▸ What is expected: The response should contain every record, reproduced exactly.

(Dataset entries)

= = =

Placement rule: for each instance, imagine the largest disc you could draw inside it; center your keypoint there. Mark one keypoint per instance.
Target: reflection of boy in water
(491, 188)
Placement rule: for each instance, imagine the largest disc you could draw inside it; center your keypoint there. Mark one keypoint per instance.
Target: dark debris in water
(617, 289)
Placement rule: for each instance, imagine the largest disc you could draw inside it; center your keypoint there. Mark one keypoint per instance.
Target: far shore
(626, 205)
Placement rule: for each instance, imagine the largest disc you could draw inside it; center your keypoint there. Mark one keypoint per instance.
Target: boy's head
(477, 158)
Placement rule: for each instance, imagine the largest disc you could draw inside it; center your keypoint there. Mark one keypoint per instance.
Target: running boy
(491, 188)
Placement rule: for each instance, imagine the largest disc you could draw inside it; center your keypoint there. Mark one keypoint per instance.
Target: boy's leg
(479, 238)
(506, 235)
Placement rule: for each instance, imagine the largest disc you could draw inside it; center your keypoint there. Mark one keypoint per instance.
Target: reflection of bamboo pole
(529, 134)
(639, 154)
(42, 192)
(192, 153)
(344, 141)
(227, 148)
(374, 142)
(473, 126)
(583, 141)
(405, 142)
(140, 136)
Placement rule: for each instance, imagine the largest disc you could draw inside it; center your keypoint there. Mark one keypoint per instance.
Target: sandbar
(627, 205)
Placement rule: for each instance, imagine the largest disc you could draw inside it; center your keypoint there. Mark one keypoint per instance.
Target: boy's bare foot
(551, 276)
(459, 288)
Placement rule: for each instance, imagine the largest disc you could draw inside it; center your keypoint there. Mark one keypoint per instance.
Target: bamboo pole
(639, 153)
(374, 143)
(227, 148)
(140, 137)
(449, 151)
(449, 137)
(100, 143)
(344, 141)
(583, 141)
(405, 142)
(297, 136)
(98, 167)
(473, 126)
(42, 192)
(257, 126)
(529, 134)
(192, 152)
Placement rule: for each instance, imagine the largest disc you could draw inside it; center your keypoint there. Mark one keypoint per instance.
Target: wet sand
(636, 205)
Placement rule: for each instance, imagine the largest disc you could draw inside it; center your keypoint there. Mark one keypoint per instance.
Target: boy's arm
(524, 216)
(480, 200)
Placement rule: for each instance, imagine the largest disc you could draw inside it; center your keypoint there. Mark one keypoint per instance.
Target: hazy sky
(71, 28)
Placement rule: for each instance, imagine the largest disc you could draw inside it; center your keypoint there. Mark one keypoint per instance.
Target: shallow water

= = =

▸ Task solution:
Placement rule: for each instance, imagine the largest disc you could draw inside it; center your keypoint there. Mark one keypoint per instance.
Target: reflection of boy in water
(491, 188)
Placement rule: for each instance, imagine the largest disc you could draw inside it; center your keypoint there. Mark one keypoint per instance.
Target: dark debris in water
(617, 289)
Placement rule: for each instance, imagine the largest disc you could draw inside it; center your keypoint there. Mark one keypoint per instance.
Target: far shore
(626, 205)
Placement rule: for each instance, imagine the largest disc you could draw inside it; center your keypoint there. Mark one keypoint per instance.
Target: boy's head
(477, 158)
Placement rule: for each instance, imagine the largest disc you could draw inside it; center your keypoint there. Mark one keypoint per instance.
Target: running boy
(491, 188)
Placement rule: for each instance, imagine the largest disc you could draw inside it; center your keypoint there. Mark one keypoint per instance.
Target: boy's leg
(479, 238)
(506, 235)
Placement rule: for each instance, imagine the largest disc you could draw inside it; center your keypoint there. Mark one keypoint per instance.
Target: reflection of bamboo pole
(529, 134)
(639, 154)
(42, 192)
(192, 153)
(344, 141)
(227, 148)
(374, 142)
(473, 126)
(583, 141)
(405, 142)
(140, 136)
Placement rule: for each instance, imagine the largest disc you could draw inside it; center your keypoint there. Mark one keypoint per instance.
Target: sandbar
(627, 205)
Placement rule: for each instance, imagine the largest disc you could draw inside it; center your keypoint there. Mark one keypoint per instance.
Target: boy's bare foot
(551, 276)
(459, 288)
Placement rule: for each instance, imagine the largest disc you could draw inside it; center your keypoint there. Mark one keypoint per instance.
Target: bamboo pole
(639, 153)
(374, 143)
(227, 148)
(140, 137)
(449, 151)
(449, 137)
(100, 143)
(344, 141)
(583, 141)
(405, 142)
(297, 136)
(98, 167)
(473, 126)
(42, 192)
(257, 126)
(529, 134)
(192, 152)
Placement rule: for each instance, imagine the largest disc you could draw inside it; center your keypoint there. Mark one keypoint per instance.
Target: wet sand
(636, 205)
Placement rule: for each instance, imagine the largest disc you could draw inside it; center your keypoint there. Mark one keypoint per instance.
Target: boy's arm
(524, 216)
(480, 200)
Placement rule: for each instance, imagine the largest disc you could draw inside it; center your keypoint there. Mark one keypoint per instance.
Target: hazy sky
(71, 28)
Placement rule: for each instance, imagine the largest disc you could draw inside it; center your keypoint there. Mark one keypoint per instance.
Target: shallow water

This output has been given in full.